BEGIN Input records
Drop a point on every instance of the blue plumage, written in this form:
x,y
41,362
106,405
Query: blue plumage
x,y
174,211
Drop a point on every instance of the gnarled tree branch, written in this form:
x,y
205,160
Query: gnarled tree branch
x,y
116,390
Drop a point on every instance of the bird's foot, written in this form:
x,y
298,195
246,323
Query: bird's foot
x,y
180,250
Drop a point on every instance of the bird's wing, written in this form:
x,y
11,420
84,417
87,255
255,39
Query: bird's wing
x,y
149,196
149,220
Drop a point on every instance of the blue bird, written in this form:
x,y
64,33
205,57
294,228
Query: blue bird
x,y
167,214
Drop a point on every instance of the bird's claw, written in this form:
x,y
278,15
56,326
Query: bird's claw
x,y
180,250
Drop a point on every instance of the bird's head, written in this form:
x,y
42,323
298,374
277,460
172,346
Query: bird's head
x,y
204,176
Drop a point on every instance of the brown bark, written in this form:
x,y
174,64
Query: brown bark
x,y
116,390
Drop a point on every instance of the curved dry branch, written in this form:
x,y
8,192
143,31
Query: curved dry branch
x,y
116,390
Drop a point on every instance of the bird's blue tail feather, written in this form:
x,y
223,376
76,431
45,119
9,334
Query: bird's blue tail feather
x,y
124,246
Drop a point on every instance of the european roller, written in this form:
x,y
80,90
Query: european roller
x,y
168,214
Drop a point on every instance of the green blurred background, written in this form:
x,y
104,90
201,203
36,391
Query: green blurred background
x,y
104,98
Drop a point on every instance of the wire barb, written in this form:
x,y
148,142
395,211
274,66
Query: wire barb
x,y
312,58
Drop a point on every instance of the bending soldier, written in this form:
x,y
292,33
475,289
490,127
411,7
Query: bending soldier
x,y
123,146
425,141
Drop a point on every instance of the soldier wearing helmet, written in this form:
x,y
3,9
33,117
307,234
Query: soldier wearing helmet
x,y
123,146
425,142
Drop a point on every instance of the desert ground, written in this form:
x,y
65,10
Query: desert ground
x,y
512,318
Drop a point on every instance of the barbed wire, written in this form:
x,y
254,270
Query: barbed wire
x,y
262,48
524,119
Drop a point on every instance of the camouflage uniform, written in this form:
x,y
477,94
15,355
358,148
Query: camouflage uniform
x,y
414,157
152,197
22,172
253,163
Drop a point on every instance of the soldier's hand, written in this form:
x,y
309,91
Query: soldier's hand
END Input records
-- What to do --
Wherever the string "hand" is found in the listing above, copy the line that contains it.

-- Task answer --
Drop a point on every instance of the soldier's hand, written in this form:
Query: soldier's hand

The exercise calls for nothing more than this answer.